Write out the following records line for line, with no changes.

Records taken from a collection:
□ □ □ □ □ □ □

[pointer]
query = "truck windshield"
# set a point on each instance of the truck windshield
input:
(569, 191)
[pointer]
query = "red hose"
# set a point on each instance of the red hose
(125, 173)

□ □ □ □ □ □ □

**FINISHED ANSWER:**
[pointer]
query = "truck windshield"
# set a point on each instance of the truck windshield
input:
(569, 191)
[pointer]
query = "red hose"
# set a point on each instance of the red hose
(125, 173)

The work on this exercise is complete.